--- START ---
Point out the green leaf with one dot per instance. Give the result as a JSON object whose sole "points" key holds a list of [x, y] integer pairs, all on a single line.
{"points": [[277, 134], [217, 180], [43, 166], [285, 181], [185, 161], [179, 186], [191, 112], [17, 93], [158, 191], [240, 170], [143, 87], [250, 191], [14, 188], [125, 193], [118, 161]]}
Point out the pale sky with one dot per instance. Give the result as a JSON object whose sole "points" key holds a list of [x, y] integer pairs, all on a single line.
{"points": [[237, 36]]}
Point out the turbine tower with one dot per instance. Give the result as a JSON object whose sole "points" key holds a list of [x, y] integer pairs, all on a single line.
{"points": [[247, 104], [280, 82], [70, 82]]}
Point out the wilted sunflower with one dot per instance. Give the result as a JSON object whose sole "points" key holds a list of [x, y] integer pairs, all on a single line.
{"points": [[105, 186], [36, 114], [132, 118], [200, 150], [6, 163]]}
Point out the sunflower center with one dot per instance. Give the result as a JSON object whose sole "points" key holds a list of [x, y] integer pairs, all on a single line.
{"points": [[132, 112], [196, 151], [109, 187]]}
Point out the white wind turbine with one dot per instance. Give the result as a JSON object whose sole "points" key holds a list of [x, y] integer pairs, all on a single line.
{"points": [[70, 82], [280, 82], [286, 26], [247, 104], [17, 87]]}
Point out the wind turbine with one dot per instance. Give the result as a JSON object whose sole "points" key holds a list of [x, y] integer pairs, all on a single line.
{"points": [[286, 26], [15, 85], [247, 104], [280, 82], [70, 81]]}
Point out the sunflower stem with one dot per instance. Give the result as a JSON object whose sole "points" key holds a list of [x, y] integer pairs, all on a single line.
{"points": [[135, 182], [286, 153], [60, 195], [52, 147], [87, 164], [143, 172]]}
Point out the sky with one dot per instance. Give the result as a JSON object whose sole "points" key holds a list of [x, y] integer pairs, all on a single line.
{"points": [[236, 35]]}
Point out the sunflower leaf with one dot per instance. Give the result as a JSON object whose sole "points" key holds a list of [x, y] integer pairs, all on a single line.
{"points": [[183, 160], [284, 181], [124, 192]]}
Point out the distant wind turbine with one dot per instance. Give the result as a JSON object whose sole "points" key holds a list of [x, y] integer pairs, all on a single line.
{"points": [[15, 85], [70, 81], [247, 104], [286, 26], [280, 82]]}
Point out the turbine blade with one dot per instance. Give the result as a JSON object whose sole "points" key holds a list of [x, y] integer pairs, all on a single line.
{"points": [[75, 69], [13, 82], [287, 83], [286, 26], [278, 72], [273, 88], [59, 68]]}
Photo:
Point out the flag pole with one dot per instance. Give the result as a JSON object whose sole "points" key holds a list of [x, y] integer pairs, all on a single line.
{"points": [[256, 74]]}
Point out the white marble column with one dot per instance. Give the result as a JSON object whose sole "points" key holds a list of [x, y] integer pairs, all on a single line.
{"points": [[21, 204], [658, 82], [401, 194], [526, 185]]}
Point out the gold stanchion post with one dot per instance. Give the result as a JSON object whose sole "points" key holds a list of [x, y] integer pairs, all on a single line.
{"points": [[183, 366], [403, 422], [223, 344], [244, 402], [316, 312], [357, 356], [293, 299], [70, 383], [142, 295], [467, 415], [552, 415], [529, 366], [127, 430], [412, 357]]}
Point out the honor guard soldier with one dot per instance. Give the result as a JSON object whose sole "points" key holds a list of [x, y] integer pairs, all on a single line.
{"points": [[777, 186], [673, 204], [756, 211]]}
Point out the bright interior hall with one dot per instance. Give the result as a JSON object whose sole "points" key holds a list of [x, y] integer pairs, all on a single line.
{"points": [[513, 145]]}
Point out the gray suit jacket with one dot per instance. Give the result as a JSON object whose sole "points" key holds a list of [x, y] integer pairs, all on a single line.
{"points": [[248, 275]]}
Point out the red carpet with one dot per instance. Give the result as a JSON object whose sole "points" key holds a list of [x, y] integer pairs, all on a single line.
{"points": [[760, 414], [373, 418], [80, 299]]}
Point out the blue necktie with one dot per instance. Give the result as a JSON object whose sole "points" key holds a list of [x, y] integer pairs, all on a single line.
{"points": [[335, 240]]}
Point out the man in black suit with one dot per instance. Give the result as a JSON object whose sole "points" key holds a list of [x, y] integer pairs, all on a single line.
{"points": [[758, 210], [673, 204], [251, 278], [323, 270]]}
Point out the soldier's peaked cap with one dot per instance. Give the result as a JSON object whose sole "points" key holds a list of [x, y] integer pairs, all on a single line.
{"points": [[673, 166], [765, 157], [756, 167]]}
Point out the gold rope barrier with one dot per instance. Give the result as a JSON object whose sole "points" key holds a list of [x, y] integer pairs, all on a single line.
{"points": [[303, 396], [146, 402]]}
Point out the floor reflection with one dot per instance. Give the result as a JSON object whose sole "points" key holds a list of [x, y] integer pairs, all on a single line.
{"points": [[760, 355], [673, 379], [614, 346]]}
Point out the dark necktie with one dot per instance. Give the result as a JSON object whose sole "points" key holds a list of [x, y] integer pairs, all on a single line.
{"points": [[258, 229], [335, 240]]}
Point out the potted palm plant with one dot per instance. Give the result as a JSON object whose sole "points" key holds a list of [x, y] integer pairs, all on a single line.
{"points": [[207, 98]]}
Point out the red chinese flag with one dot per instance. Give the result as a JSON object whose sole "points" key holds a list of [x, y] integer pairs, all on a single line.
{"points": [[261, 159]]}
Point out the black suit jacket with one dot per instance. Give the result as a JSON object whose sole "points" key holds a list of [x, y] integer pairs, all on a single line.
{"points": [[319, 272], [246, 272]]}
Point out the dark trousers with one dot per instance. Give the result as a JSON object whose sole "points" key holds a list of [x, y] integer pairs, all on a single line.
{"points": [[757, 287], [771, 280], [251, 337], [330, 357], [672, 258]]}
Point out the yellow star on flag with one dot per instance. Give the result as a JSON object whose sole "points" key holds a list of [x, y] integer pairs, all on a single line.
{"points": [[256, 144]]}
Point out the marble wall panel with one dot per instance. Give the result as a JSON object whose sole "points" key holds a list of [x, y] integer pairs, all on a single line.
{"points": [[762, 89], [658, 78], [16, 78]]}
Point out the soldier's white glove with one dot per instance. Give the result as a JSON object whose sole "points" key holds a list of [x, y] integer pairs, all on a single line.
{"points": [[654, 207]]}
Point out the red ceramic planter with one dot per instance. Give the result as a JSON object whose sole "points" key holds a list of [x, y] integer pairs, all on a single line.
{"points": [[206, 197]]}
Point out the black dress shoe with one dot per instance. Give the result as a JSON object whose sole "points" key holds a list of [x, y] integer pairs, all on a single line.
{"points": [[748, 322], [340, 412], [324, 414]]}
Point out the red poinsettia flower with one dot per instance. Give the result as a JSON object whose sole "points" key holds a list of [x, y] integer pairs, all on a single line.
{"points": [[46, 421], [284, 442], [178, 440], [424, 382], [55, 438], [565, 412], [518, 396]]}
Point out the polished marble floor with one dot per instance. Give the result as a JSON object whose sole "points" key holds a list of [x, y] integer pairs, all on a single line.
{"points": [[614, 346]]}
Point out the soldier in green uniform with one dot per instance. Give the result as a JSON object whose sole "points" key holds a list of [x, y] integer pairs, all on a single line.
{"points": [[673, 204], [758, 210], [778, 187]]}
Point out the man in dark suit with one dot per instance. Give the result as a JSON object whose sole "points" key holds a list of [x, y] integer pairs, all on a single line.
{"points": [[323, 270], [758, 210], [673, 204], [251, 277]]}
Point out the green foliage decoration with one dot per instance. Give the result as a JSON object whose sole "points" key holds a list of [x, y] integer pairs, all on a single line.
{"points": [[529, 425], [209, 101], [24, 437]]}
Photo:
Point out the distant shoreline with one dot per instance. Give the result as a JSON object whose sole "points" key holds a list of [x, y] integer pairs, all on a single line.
--- END ---
• _What needs to be done_:
Print all of the material above again, line for line, without changing a single character.

• _Output for this exercise_:
Point out the green leaf with one dot per instance. Give the result as a JSON object whose sole "points" key holds a list of [x, y] integer pairs, all on a single line.
{"points": [[277, 134], [217, 180], [43, 166], [285, 181], [185, 161], [179, 186], [191, 112], [17, 93], [158, 191], [240, 170], [143, 87], [250, 191], [14, 188], [125, 193], [118, 161]]}
Point out the pale sky with one dot per instance. Give the result as a JSON object whose sole "points" key holds a list of [x, y] integer pairs, all on a single line.
{"points": [[237, 36]]}
Point out the turbine tower with one dot per instance. Give the result as a JSON object whose sole "points" key holds a list of [x, y] integer pairs, all on a single line.
{"points": [[247, 104], [280, 82], [70, 82]]}
Point out the wilted sunflower with one dot per instance. Give the result as a JSON object whose sole "points" key holds a list of [x, y] integer pairs, all on a single line.
{"points": [[105, 186], [36, 114], [132, 118], [200, 150], [6, 163]]}
Point out the sunflower center with one dot per instance. Give the result as a JSON object whose sole "points" key holds a list of [x, y] integer pairs, all on a single line.
{"points": [[132, 112], [196, 151], [109, 187]]}
Point out the white wind turbine with one dot per instance. Give the result as a JSON object whose sole "points" key holds a list of [x, y] integer pairs, all on a single line.
{"points": [[70, 82], [280, 82], [286, 26], [247, 104], [17, 87]]}
Point out the wind turbine with one dot per instance. Give the result as a JSON object whose sole "points" key holds a list of [x, y] integer pairs, all on a single line.
{"points": [[286, 26], [15, 85], [247, 104], [280, 82], [70, 81]]}
Point out the sunflower stem with one dot per instance. Give the result as a JSON object whose sole "points" key holds a list of [x, y] integer pairs, all on a single line.
{"points": [[135, 182], [286, 153], [60, 195], [52, 147], [87, 164], [143, 172]]}
Point out the sky with one dot per instance. Give the result as a JSON object whose sole "points" key holds a list of [x, y] integer pairs, all on a single line.
{"points": [[236, 35]]}
Point out the sunflower leaf with one dot per instance. Give the result as a JSON object whose sole "points" key holds a list of [x, y] integer pairs, all on a single line.
{"points": [[183, 160], [284, 181], [124, 192]]}
Point out the distant wind turbine with one dot per instance. Give the result as a JSON object whose sole "points" key holds a list of [x, y] integer pairs, all on a single line.
{"points": [[15, 85], [70, 81], [247, 104], [286, 26], [280, 82]]}
Point out the turbine blade with one dot per instance. Give the result as a JSON object whose sole "points" key holds a list of [x, y] integer pairs, all on a single line.
{"points": [[75, 69], [13, 82], [287, 83], [286, 26], [278, 72], [273, 88], [59, 68]]}
Photo:
Point out the flag pole with one dot per instance. Give the result as a JSON object whose sole "points" key holds a list of [x, y] integer pairs, all on a single line.
{"points": [[256, 74]]}
Point out the white marble column with one dot per instance. Give the result as a JSON object whose sole "points" key holds a list of [x, y] integer pairs, all on a single line.
{"points": [[21, 204], [658, 82], [401, 194], [526, 185]]}
Point out the gold stanchion post with one dot per instance. Give the result as a JSON object whose sole "points" key holds a list of [x, y] integer pairs, all on a single line.
{"points": [[183, 366], [403, 422], [223, 344], [244, 402], [316, 312], [357, 356], [293, 299], [70, 383], [142, 295], [467, 415], [552, 415], [529, 366], [127, 430], [412, 357]]}
Point out the honor guard soldier with one dot per instance. Give the result as a JSON object whose sole "points" key holds a list of [x, y] integer pairs, all on a single line.
{"points": [[777, 186], [673, 204], [756, 211]]}
Point out the bright interior hall with one dot per instance. Give the result as a JSON object whose sole "points" key holds a list of [x, y] integer pairs, all on a single line.
{"points": [[513, 145]]}
Point out the gray suit jacket with one dot per instance. Give the result as a JSON object whose sole "points" key holds a list of [x, y] integer pairs, all on a single line.
{"points": [[248, 275]]}
Point out the red carpet with one dot per instance. Give the result as a JSON object whose sole "points" key holds a list of [x, y] integer pairs, all on a single line.
{"points": [[760, 414], [373, 418], [80, 299]]}
Point out the blue necktie with one dot per instance. Give the result as a JSON object whose sole "points" key holds a list of [x, y] integer pairs, all on a single line.
{"points": [[335, 240]]}
Point out the man in black suit with one dot per instance. Give the result as a JSON object whose sole "points" key holds a list of [x, y] integer pairs, all on a single line.
{"points": [[758, 210], [673, 204], [251, 278], [323, 270]]}
Point out the soldier's peaked cap with one dot per instance. Give the result as a JSON object whose sole "points" key holds a list of [x, y] integer pairs, all on a single line.
{"points": [[673, 166], [765, 157], [756, 167]]}
Point out the gold rope barrier with one dot per instance. Give the result as a JSON object whose sole "points" key holds a list of [x, y] integer pairs, all on a single line.
{"points": [[303, 396], [146, 402]]}
Point out the floor reflection with one dot per instance. Give the result as a JSON object whose sole "points" key holds a list of [x, y] integer pairs, all on a single line.
{"points": [[760, 355], [673, 379], [614, 346]]}
Point out the dark necktie with one dot per instance. Give the result as a JSON object whose sole "points" key holds a list of [x, y] integer pairs, all on a single line.
{"points": [[258, 229], [335, 240]]}
Point out the potted palm plant with one dot per instance. Give the result as a JSON object whose sole "points" key holds a list of [x, y] integer pairs, all on a single line.
{"points": [[207, 98]]}
Point out the red chinese flag with one dot per instance. Give the result as a JSON object whose sole "points" key holds a list of [x, y] integer pairs, all on a single line.
{"points": [[261, 159]]}
Point out the black suit jacket with one dot per instance. Give the result as a JSON object whose sole "points" key holds a list of [x, y] integer pairs, all on a single line.
{"points": [[319, 272], [246, 272]]}
Point out the dark trousers with one dot per instance. Give the result as a JSON object whose sole "points" key holds a list of [x, y] integer pairs, all on a single line.
{"points": [[757, 287], [771, 280], [251, 337], [330, 357], [672, 258]]}
Point out the yellow star on flag with one dot per instance. Give the result as a JSON object whose sole "points" key holds a list of [x, y] integer pairs, all on a single line.
{"points": [[256, 144]]}
Point out the marble wall panel with one dot per instance. Give the result as a JSON object whose sole "points" key holds a list of [x, y] integer pairs, all on a single line.
{"points": [[762, 89], [658, 78], [16, 78]]}
Point out the soldier's white glove with one dot per instance. Give the result as a JSON object whose sole "points" key holds a list of [x, y] integer pairs, all on a single line.
{"points": [[654, 207]]}
Point out the red ceramic planter with one dot per instance. Give the result as a JSON object whose sole "points" key holds a list of [x, y] integer pairs, all on a single line.
{"points": [[206, 197]]}
Point out the black dress shoe with one dot per instance. Give the result as a JSON object whose sole "points" key holds a list of [x, y] integer pairs, all on a single line.
{"points": [[748, 322], [340, 412], [324, 414]]}
Point out the red poinsettia flower with one dot per instance. Give the result as a JSON object whose sole "points" key holds a list of [x, y] integer pairs, all on a single line.
{"points": [[46, 421], [284, 442], [178, 440], [424, 382], [55, 438], [565, 412], [518, 396]]}
Point out the polished marble floor with one dot per instance. Give the result as a JSON object whose sole "points" key holds a list of [x, y] integer pairs, all on a single line.
{"points": [[614, 346]]}
Point out the soldier in green uniform with one dot per instance. Give the result as a JSON object whose sole "points" key holds a list of [x, y] integer pairs, all on a single line.
{"points": [[673, 204], [758, 210], [778, 187]]}
Point out the man in dark suit with one dot per instance. Give the result as a JSON object whose sole "points" key holds a list of [x, y] integer pairs, all on a single line.
{"points": [[323, 270], [758, 210], [673, 204], [251, 277]]}
Point out the green foliage decoration with one dot per instance. Give the result as a JSON object whose sole "points" key holds a list of [x, y] integer pairs, all on a single line.
{"points": [[529, 425], [209, 101], [24, 437]]}
Photo:
Point out the distant shoreline with one dot per instance. Give the result as a JSON object whose sole "points" key holds a list of [x, y] integer pairs, all on a single line.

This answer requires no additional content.